→ Travail demandé
**A.** D'après le texte source, qui finance les bacs à compost, les outils et les seaux des volontaires ?
**B.** Recopiez à l'identique tout le passage du texte source, de « L’homme envoie un » jusqu'à « monde au projet. ».
**C.** Ces affirmations concordent-elles avec le texte source ? Répondez par oui ou non pour chacune, en citant mot pour mot les termes décisifs : (i) Jean-Jacques Fasquel a recruté une trentaine de volontaires ; (ii) la formation initiale a eu lieu en juin 2009 ; (iii) Jean-Jacques Fasquel a été directeur de cinéma.

→ Texte source
═══
Son terrain de jeu, c’est un petit carré d’herbe entre de grands immeubles
blancs, dans le 12ème arrondissement de la capitale.
Jean-Jacques Fasquel, c’est un peu le Mister Compost
parisien.
En costume de ville, il saisit le compost à pleines mains, hume l’odeur de la
forêt revenue dans la terre.
Il raconte, pédagogue, le stade bactéries puis l’envahissement des
cloportes.
Pourtant l’homme n’a pas vécu toute sa vie à l’abri d’une meule de foin, le nez
à fleur de luzerne.
Organisateur de spectacles, directeur de cinéma puis du centre commercial Bercy
Village, il est entré dans le développement durable par la porte des livres et des films.
“Et les pièces du puzzle sont tombées en place”,
confie-t-il.
Reconverti consultant et formateur en développement durable auprès des entreprises ou des collectivités, il s’est alors penché sur sa vie à lui.
L’idée du compost dans sa cour d’immeuble lui est venu un beau jour il y a deux
ans et demi.
“Il y a des gens qui pensent à la présidentielle en se rasant,
moi je pensais au compost en épluchant, sourit Jean-Jacques. Chaque fois que je balançais des épluchures à la poubelle, je me disais que c’était aberrant. Mais ce n’est
pas facile en ville de traiter des déchets organiques.”, même si l’expérience du compost existe déjà dans des villes de moindre densité, comme Rennes.
“Mon pari ça a été de le faire à
Paris.”
L’homme envoie un projet à la mairie du 12ème et à Paris Habitat, propriétaire
de sa résidence.
Il recrute une trentaine de volontaires au cœur des 600 logements qui l’entourent.
Un an plus tard, l’affaire est bouclée et Paris Habitat se charge de tout
financer : des grands bacs à compost, quelques outils ou encore des petits seaux verts dans lesquels chaque volontaire collecte ses déchets. L’organisme délivre même une formation initiale
pour atteler tout le monde au projet.
“Le jour de la formation, il y avait comme un truc magique. Les enfants couraient partout. Des gens qui ne se connaissaient pas se parlaient. C’était le début d’une aventure collective partagée. Moi, ce genre de chose ça me fait vibrer”, s’émeut Jean-Jacques Fasquel. Nous étions en juin 2008.
Depuis, les choses se sont organisées.
Une newsletter alimente les adhérents en infos pratiques et rappelle les
consignes de base.
Les “apprentis composteurs”, eux, se rassemblent pour la distribution du
compost qui garnit leurs jardinières et bientôt... un jardin potager où chacun des composteurs aura son bout de parcelle.
═══
Lignes d'un jeu de données de pointage
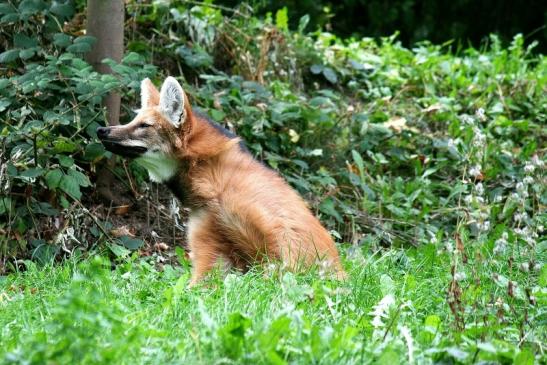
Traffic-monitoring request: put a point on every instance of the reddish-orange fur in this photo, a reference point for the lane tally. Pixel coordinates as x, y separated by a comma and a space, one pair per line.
241, 211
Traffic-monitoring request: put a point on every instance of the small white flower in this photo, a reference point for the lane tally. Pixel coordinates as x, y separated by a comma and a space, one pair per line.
467, 119
381, 310
475, 171
537, 162
500, 246
484, 226
479, 189
529, 168
480, 114
479, 138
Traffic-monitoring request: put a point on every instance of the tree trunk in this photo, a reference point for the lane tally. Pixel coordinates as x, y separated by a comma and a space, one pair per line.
105, 21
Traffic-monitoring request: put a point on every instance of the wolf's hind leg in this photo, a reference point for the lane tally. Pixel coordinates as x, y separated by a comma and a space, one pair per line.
205, 245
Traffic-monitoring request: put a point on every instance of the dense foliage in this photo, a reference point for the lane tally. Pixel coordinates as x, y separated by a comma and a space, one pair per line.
393, 147
460, 21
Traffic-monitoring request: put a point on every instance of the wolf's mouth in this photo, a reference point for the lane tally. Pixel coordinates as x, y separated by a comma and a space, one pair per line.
122, 150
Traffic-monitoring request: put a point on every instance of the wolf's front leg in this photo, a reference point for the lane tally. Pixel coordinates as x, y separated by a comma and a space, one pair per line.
205, 245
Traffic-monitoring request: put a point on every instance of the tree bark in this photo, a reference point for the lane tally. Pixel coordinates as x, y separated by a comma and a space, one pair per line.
105, 21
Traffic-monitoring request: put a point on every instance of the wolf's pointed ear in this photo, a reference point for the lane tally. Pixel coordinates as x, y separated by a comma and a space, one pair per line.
150, 96
172, 101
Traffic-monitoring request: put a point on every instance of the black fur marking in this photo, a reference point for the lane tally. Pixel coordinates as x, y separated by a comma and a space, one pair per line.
221, 129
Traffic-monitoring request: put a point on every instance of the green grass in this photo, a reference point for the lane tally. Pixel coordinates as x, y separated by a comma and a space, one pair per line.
87, 312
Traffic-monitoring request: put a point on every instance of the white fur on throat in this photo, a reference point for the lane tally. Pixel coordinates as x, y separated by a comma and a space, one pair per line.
161, 168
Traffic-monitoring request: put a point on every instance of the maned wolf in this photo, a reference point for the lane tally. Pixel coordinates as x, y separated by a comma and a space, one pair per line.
240, 210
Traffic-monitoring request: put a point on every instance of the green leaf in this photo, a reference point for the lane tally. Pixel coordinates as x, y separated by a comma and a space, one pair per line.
32, 173
328, 207
330, 75
63, 145
22, 41
62, 39
131, 243
79, 48
70, 186
65, 9
524, 357
9, 56
80, 178
316, 69
87, 39
53, 178
30, 7
7, 9
282, 19
303, 23
387, 285
388, 357
65, 161
118, 251
93, 151
25, 54
132, 57
359, 162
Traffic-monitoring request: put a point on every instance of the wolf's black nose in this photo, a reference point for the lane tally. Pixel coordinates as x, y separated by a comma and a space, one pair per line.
102, 132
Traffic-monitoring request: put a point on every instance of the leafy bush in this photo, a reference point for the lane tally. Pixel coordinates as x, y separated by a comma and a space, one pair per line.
51, 107
392, 147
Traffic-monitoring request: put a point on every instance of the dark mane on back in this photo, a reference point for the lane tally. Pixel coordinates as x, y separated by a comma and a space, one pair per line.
221, 129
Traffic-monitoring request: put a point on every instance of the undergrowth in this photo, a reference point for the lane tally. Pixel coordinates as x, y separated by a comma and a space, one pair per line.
426, 164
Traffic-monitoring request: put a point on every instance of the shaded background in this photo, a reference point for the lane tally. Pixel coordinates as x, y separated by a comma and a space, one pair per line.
468, 22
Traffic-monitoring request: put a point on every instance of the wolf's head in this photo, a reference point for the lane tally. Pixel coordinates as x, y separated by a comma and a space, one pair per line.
═══
→ Résultats
**A.** Paris Habitat, propriétaire de la résidence.

**B.**
L’homme envoie un projet à la mairie du 12ème et à Paris Habitat, propriétaire
de sa résidence.
Il recrute une trentaine de volontaires au cœur des 600 logements qui l’entourent.
Un an plus tard, l’affaire est bouclée et Paris Habitat se charge de tout
financer : des grands bacs à compost, quelques outils ou encore des petits seaux verts dans lesquels chaque volontaire collecte ses déchets. L’organisme délivre même une formation initiale
pour atteler tout le monde au projet.

**C.**
(i) Oui : « Il recrute une trentaine de volontaires au cœur des 600 logements qui l’entourent. »
(ii) Non : « Nous étions en juin 2008. »
(iii) Oui : « directeur de cinéma »